• [Passage to read]
──────

Delegation of Authority.  In the administration of this Plan, the Committee may, from time to time, employ agents and delegate to them such administrative duties as it sees fit, and may from time to time consult with legal counsel who shall be legal counsel to the Company.

	
9.6

	
Binding Decisions or Actions.  The decision or action of the Committee in respect of any question arising out of or in connection with the administration, interpretation and application of the Plan and the rules and regulations thereunder shall be final and conclusive and binding upon all persons having any interest in the Plan.

 

Article X

Amendment and Termination

 

	
10.1

	
Amendment and Termination.  The Company may at any time and from time to time amend the Plan or may terminate the Plan as provided in this Article X.  Each Participating Employer may also terminate its participation in the Plan.

──────

[Detection examples]

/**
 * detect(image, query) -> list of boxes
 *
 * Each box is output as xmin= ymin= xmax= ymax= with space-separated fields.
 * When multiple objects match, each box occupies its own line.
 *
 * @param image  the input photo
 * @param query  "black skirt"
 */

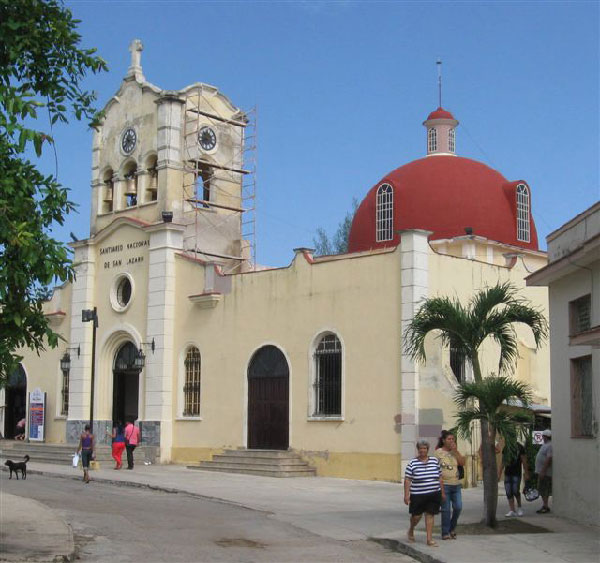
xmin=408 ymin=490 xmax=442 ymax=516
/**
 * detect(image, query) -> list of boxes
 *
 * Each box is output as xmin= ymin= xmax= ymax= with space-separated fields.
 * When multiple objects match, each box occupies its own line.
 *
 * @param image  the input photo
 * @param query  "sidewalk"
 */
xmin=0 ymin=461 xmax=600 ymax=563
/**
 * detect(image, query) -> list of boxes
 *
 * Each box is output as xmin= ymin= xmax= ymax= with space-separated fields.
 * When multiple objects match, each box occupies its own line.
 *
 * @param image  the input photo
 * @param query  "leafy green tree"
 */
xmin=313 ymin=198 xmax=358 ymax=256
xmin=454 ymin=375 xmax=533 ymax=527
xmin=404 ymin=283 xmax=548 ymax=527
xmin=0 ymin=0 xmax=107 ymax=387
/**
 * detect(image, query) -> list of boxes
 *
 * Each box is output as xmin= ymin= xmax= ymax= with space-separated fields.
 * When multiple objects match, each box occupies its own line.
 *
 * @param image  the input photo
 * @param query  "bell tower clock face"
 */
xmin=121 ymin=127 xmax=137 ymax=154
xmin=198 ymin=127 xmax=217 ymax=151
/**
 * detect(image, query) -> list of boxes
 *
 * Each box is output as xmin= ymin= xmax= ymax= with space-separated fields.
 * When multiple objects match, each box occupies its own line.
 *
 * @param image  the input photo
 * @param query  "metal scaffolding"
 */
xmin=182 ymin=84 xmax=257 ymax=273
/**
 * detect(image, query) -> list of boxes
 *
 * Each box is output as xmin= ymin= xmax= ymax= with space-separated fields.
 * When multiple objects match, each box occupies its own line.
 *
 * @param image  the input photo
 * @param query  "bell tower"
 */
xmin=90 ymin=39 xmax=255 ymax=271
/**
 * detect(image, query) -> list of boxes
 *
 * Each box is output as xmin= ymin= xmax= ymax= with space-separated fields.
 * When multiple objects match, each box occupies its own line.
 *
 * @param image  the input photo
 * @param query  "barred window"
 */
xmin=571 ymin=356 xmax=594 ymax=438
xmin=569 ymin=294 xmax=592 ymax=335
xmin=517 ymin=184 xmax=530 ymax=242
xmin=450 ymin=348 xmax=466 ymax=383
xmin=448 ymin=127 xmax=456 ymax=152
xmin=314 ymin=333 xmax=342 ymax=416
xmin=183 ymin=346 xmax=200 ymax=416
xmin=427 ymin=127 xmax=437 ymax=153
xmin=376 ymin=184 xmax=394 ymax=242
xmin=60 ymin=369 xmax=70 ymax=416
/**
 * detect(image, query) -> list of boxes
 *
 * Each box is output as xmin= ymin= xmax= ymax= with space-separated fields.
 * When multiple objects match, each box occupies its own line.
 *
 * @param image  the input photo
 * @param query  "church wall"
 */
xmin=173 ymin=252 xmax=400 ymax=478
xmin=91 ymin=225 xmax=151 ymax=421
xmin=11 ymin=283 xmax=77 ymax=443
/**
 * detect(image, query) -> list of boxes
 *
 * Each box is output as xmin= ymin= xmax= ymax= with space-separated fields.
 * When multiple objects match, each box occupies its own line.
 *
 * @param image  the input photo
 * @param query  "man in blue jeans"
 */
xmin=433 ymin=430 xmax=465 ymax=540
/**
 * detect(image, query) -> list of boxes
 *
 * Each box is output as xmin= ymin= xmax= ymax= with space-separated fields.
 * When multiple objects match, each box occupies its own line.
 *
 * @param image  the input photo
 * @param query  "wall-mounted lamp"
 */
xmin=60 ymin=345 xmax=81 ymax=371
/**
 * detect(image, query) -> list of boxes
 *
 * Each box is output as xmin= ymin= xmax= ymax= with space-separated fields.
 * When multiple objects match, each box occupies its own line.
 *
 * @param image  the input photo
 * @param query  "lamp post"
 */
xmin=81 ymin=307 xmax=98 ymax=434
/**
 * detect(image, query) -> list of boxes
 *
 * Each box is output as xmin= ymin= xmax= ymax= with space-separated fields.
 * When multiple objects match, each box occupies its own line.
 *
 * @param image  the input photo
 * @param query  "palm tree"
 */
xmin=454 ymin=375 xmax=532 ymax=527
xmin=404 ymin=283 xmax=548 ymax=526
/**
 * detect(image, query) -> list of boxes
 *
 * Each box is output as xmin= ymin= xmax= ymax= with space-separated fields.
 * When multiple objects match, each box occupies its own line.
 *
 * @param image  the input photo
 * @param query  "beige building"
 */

──────

• [What you need to do]
A - From the plan excerpt, pull out everything from "Amendment and Termination." down to "participation in the Plan.".
B - Translate this sentence from the plan excerpt into Spanish: "Each Participating Employer may also terminate its participation in the Plan."

• [Written answers]
A -
Amendment and Termination.  The Company may at any time and from time to time amend the Plan or may terminate the Plan as provided in this Article X.  Each Participating Employer may also terminate its participation in the Plan.

B - Cada Empleador Participante también puede dar por terminada su participación en el Plan.